Texte de lecture |
□ □ □ □ □

En préambule, je tiens à vous remercier, Monsieur le ministre, pour votre efficacité et votre réactivité concernant la résolution rapide de la situation de crise dans les transports liée au Brexit que nous avons connue en fin d'année 2020. En effet, nous nous souvenons encore trop bien des milliers de routiers bloqués aux portes de l'Europe à la veille des fêtes de fin d'année.
Depuis le 1er janvier 2021, le Brexit a définitivement été acté et négocié, non sans douleur. Néanmoins, l'histoire si particulière entre le Royaume-Uni et l'Europe n'est pas tout à fait close. Je parlerai ici de la situation inédite que connaît la compagnie Eurostar, que vous avez déjà évoquée. Disons-le sans équivoque : la situation est grave. Depuis mars 2020, Eurostar a vu son trafic chuter de 85 %, n'assure plus qu'un aller-retour par jour entre Londres et Paris et ses rares trajets sont vides à près de 80 %. La compagnie transmanche a d'ailleurs alerté, le 18 janvier, sur un risque de cessation de paiement à la fin du premier semestre 2021. Selon son directeur général, M. Jacques Damas, l'entreprise a perdu 82 % de son chiffre d'affaires en 2020.

□ □ □ □ □

Données enregistrées |
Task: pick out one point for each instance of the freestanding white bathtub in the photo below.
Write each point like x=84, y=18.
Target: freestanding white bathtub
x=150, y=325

□ □ □ □ □

Tâches à faire |
1) Recopiez le passage du texte sur le Brexit et Eurostar qui va de « En préambule, je » jusqu'à « de fin d'année. ».
2) Reprenez le texte sur le Brexit et Eurostar à partir de l'endroit où il s'arrête.

Liste des réponses |
1)
En préambule, je tiens à vous remercier, Monsieur le ministre, pour votre efficacité et votre réactivité concernant la résolution rapide de la situation de crise dans les transports liée au Brexit que nous avons connue en fin d'année 2020. En effet, nous nous souvenons encore trop bien des milliers de routiers bloqués aux portes de l'Europe à la veille des fêtes de fin d'année.

2)
Il est donc urgent d'agir pour éviter la disparition de cette liaison rapide, et ce à de nombreux égards. D'abord, d'un point de vue économique et social, la perte d'Eurostar emporterait des conséquences dramatiques sur l'emploi et les entreprises sous-traitantes locales. Au plan écologique, un report modal de ce mode de transport décarboné vers l'avion serait inévitable, entraînant alors une hausse des émissions de gaz à effet de serre, alors même que nous ambitionnons, via le projet de loi portant lutte contre le dérèglement climatique et renforcement de la résilience face à ses effets, de réduire celles-ci.
Le Gouvernement s'est engagé, par la voix du ministre de l'économie, des finances et de la relance, M. Bruno Lemaire, à soutenir la compagnie ferroviaire. De son côté, le Royaume-Uni semble envisager d'accorder des prêts à la compagnie. Ainsi, au regard de l'importance stratégique de cette liaison européenne, pouvez-vous nous en dire davantage quant au soutien de la France en faveur du maintien de l'Eurostar ?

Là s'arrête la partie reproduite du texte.